(Data records)
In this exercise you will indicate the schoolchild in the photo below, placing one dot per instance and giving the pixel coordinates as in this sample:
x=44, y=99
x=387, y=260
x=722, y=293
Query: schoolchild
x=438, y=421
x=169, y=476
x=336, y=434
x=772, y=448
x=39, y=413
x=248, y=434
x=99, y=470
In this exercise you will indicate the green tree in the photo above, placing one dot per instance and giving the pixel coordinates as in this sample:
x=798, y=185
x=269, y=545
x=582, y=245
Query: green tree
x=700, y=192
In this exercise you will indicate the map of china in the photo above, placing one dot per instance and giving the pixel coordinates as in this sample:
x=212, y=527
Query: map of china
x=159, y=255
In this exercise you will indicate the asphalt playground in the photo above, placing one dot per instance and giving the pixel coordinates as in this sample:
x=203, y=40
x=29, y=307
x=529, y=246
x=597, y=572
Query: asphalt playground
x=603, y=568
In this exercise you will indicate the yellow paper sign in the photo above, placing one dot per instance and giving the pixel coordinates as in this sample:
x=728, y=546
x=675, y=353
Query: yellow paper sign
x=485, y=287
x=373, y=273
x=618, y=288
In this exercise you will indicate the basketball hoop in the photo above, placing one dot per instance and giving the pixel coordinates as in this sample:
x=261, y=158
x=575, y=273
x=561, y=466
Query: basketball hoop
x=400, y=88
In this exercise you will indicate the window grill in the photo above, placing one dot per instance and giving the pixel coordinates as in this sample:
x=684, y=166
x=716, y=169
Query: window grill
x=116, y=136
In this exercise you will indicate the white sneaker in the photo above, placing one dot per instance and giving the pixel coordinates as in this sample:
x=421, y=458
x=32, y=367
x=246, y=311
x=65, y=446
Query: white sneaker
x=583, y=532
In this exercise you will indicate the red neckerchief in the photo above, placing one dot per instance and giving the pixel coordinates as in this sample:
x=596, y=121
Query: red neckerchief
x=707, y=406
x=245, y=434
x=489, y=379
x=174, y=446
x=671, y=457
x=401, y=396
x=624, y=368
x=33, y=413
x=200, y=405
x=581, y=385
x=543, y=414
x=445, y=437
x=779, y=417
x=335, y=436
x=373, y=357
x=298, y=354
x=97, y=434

YOUR INSTRUCTIONS ->
Retype the records in full. Keep every line identical to the original.

RESULT BELOW ->
In this exercise you will indicate the schoolchild in the photo below, placing one dot per instance and giving the pixel coordinates as in this sample:
x=44, y=99
x=387, y=260
x=722, y=293
Query: schoolchild
x=438, y=421
x=169, y=476
x=336, y=434
x=772, y=448
x=39, y=413
x=248, y=434
x=99, y=470
In this exercise you will indicate the green tree in the photo above, placing one dot per instance and giving the pixel coordinates as in this sample:
x=798, y=185
x=269, y=545
x=582, y=245
Query: green tree
x=700, y=192
In this exercise you will indicate the map of china in the photo above, placing one dot per instance and giving the pixel coordinates as in this sample:
x=212, y=527
Query: map of china
x=159, y=255
In this exercise you will indicate the asphalt playground in the photo above, placing one dot per instance and giving the pixel coordinates as in this sample:
x=203, y=40
x=29, y=307
x=529, y=246
x=597, y=572
Query: asphalt playground
x=603, y=568
In this exercise you will indicate the yellow paper sign in the photo above, placing one dot per instance and giving the pixel coordinates as in this sample:
x=728, y=546
x=675, y=353
Query: yellow paper sign
x=485, y=287
x=373, y=273
x=618, y=288
In this exercise you will indicate the basketball hoop in the photo above, placing one dot per instance and giving the pixel coordinates as in this sample:
x=261, y=158
x=575, y=273
x=561, y=466
Query: basketball hoop
x=400, y=88
In this exercise you will indicate the window grill in the photo above, placing one dot per instance and giving the pixel coordinates as in this sample:
x=684, y=166
x=716, y=169
Query: window grill
x=116, y=136
In this exercise you will indicate the white sneaker in the photo above, placing one dot per instance and giving the pixel coordinates as in this sample:
x=421, y=458
x=32, y=367
x=246, y=311
x=65, y=446
Query: white sneaker
x=583, y=532
In this exercise you will indicate the red neckerchief in the photo above, placing one dot per instance and giving the pixel coordinates as in this sample:
x=596, y=121
Query: red neckerchief
x=707, y=406
x=245, y=434
x=489, y=379
x=174, y=446
x=671, y=457
x=401, y=396
x=624, y=368
x=33, y=413
x=200, y=405
x=581, y=385
x=543, y=414
x=445, y=437
x=779, y=417
x=335, y=436
x=373, y=357
x=298, y=354
x=97, y=434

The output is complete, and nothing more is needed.